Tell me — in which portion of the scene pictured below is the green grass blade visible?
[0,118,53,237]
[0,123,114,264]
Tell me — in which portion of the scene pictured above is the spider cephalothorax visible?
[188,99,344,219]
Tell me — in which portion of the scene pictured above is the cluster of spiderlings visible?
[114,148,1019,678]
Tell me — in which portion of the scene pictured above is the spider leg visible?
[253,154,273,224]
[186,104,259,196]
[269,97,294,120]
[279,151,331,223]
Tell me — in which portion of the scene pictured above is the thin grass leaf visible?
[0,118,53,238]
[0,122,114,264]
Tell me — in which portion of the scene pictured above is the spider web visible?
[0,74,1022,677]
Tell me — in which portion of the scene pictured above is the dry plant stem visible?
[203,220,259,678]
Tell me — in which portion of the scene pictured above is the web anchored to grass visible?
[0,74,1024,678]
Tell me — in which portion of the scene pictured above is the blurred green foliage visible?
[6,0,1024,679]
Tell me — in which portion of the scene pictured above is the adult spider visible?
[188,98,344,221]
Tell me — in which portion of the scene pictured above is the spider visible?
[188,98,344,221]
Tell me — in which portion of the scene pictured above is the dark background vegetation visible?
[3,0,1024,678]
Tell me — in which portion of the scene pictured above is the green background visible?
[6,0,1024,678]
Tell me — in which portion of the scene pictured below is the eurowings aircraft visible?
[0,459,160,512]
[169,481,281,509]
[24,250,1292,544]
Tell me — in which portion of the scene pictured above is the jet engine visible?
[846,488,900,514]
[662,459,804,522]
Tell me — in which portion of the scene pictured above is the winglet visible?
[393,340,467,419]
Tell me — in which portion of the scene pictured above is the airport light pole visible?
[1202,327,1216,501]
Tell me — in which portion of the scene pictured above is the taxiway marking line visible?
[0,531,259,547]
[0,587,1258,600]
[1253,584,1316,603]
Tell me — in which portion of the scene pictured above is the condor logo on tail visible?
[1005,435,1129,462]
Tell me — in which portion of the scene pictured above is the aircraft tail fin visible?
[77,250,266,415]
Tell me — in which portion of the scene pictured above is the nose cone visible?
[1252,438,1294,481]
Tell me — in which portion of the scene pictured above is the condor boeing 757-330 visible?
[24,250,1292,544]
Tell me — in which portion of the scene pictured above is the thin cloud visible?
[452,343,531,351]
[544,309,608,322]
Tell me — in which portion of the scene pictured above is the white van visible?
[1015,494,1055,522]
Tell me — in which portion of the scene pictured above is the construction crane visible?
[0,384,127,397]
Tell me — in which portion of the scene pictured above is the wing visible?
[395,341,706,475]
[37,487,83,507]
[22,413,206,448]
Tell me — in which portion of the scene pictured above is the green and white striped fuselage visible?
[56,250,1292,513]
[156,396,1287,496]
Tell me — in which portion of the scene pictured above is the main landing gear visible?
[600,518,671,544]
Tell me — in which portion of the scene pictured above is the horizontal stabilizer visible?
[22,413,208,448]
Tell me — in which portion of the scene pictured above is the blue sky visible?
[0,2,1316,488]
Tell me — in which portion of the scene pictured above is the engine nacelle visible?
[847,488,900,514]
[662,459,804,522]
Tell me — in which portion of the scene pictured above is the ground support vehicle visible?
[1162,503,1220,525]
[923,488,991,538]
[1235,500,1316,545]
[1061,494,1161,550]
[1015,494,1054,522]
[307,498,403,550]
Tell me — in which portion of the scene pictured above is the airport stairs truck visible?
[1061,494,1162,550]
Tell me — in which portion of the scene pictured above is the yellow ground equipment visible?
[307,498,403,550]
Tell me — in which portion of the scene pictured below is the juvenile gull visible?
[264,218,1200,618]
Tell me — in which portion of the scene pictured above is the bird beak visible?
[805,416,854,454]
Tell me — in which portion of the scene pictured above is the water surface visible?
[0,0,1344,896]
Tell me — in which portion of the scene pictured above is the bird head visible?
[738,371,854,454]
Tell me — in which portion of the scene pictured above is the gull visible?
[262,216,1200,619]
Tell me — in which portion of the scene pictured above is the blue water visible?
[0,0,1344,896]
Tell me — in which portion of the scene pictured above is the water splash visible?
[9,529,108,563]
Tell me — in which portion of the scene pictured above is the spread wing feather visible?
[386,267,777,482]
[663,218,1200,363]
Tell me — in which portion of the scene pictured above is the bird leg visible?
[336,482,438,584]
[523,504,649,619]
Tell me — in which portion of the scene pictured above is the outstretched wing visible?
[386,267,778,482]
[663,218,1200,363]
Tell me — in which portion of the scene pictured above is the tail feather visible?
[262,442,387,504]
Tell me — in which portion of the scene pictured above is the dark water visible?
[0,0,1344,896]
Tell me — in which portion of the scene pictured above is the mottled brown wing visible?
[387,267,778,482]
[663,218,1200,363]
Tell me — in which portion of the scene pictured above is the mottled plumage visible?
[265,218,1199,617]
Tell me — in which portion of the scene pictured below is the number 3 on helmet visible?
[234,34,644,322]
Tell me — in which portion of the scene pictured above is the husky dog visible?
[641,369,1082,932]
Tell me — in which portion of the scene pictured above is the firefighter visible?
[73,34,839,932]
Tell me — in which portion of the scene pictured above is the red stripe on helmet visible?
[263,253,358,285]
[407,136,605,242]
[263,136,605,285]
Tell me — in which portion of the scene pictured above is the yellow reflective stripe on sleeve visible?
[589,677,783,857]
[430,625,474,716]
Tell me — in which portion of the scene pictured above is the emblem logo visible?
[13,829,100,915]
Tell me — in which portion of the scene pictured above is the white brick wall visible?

Exercise objective. Reproduce the entire listing above line for line, with no changes.

Written reply.
Tell me — in which portion of the scene pictured below is the green grass blade visible?
[0,118,53,237]
[0,123,114,264]
Tell me — in which portion of the scene pictured above is the spider cephalothorax visible?
[188,99,344,219]
Tell me — in which portion of the scene pictured above is the cluster of spiderlings visible?
[114,148,1019,678]
Tell me — in which portion of the scene pictured above is the spider leg visible?
[253,154,273,224]
[186,104,259,196]
[269,97,294,120]
[279,151,331,223]
Tell me — in which portion of the scene pictured above is the thin grass leaf visible?
[0,118,53,238]
[0,122,114,264]
Tell me — in which portion of the scene pictured above is the spider web visible?
[0,74,1022,677]
Tell me — in which portion of the scene pictured above is the dry plant stem visible?
[203,220,259,678]
Tell me — in which portion of the scene pictured above is the web anchored to grass visible?
[0,74,1024,678]
Tell me — in which portion of the scene pictured above is the blurred green foliage visible?
[6,0,1024,679]
Tell me — in which portion of the scene pictured above is the adult spider visible?
[188,98,344,221]
Tell me — in which portion of the scene pictured above is the spider visible?
[188,98,344,221]
Tell me — in which portion of the scene pictured above is the dark background vegetation visible?
[3,0,1024,678]
Tell me — in which portion of the scene pictured above is the green background visible?
[6,0,1024,678]
Tell me — in which portion of the scene pictured below is the eurowings aircraft visible?
[0,459,160,512]
[169,481,281,509]
[24,250,1292,544]
Tell me — in which portion of the scene pictured above is the jet engine visible?
[846,488,900,514]
[662,459,804,522]
Tell me — in which portion of the scene pictured above is the winglet visible?
[393,340,467,419]
Tell me — in which portion of the scene pictured above is the airport light pole visible?
[1202,327,1216,501]
Tell me — in which portion of the scene pictured above is the taxiway marking line visible?
[0,531,259,547]
[0,587,1258,600]
[1253,584,1316,603]
Tell me — in which portion of the scene pictured above is the condor logo on tail visible?
[1005,435,1129,462]
Tell me — in which portion of the scene pictured above is the aircraft tail fin visible?
[77,250,266,415]
Tell me — in which portion of the scene pictured above is the nose cone visible?
[1252,438,1294,481]
Tell me — in which portion of the scene pictured above is the condor boeing 757-330 visible?
[24,250,1292,544]
Tell me — in which portion of the scene pictured above is the thin cloud visible?
[452,343,531,351]
[544,309,608,322]
Tell me — in which portion of the scene pictured above is the white van visible?
[1015,494,1055,522]
Tell me — in which portion of the scene pictured above is the construction crane visible?
[0,384,127,397]
Tell me — in which portion of the scene pictured above is the wing visible?
[395,341,706,475]
[37,487,83,507]
[22,413,206,448]
Tell me — in which portion of the scene pictured above is the green and white striped fuselage visible?
[56,250,1292,513]
[156,396,1287,496]
Tell me — in which portion of the scene pictured above is the main landing gear visible?
[600,518,671,544]
Tell me — in which portion of the scene pictured above is the horizontal stabilizer visible?
[22,413,208,448]
Tell me — in which portion of the scene pictured above is the blue sky visible?
[0,2,1316,488]
Tell me — in which portion of the scene pictured above is the engine nacelle visible?
[847,488,900,514]
[662,459,804,522]
Tell me — in which portion of the scene pictured above is the ground support vehicle visible?
[1162,503,1220,525]
[923,488,991,538]
[1235,500,1316,545]
[1061,494,1161,550]
[1015,494,1054,522]
[307,498,403,550]
Tell me — in which portion of the scene pictured above is the airport stairs truck visible?
[1061,494,1162,550]
Tell me — in which portion of the scene pictured above is the yellow ground equipment visible?
[307,498,403,550]
Tell me — in which portion of the scene pictured below is the juvenile gull visible?
[264,218,1200,618]
Tell me — in which portion of the scene pictured above is the bird beak visible?
[805,416,854,454]
Tell me — in which portion of the scene pictured above is the water surface visible?
[0,0,1344,896]
Tell me — in which portion of the scene pictured above is the bird head visible?
[738,371,854,454]
Tell me — in which portion of the scene pictured above is the gull visible?
[262,216,1200,619]
Tell me — in which portion of the scene pictured above is the blue water visible?
[0,0,1344,896]
Tell me — in which portion of the scene pictured above is the water splash visible?
[9,529,108,563]
Tell me — in which portion of the scene pictured above is the spread wing feather visible?
[386,267,777,482]
[663,218,1200,363]
Tell me — in which portion of the scene pictured above is the bird leg visible?
[336,482,438,584]
[523,504,649,619]
Tell me — in which portion of the scene pictured above is the outstretched wing visible?
[386,267,778,482]
[663,218,1200,363]
Tell me — in which portion of the scene pictured above is the tail feather visible?
[262,442,387,504]
Tell me — in which portion of the scene pictured above is the dark water visible?
[0,0,1344,896]
Tell me — in which portion of the scene pictured above is the mottled brown wing visible?
[387,267,778,482]
[663,218,1200,363]
Tell me — in which portion of the scene pictured above is the mottled plumage visible?
[265,218,1199,617]
Tell me — in which portion of the scene pictured below is the number 3 on helmet visible?
[234,34,644,322]
Tell me — in which portion of the scene pictured above is the husky dog visible?
[641,369,1082,932]
Tell me — in which portion of the scene pictured above is the firefighter visible?
[73,34,839,932]
Tell me — in which portion of the scene pictured above is the red stripe on helmet visible?
[263,253,358,285]
[407,136,605,242]
[263,136,605,285]
Tell me — in which portion of the scene pictured above is the yellow reflective stripe on sleeve visible?
[589,677,783,857]
[430,625,474,716]
Tell me — in which portion of the scene pictured above is the emblem logo visible?
[13,829,100,915]
Tell me — in which portion of the scene pictured above is the white brick wall visible?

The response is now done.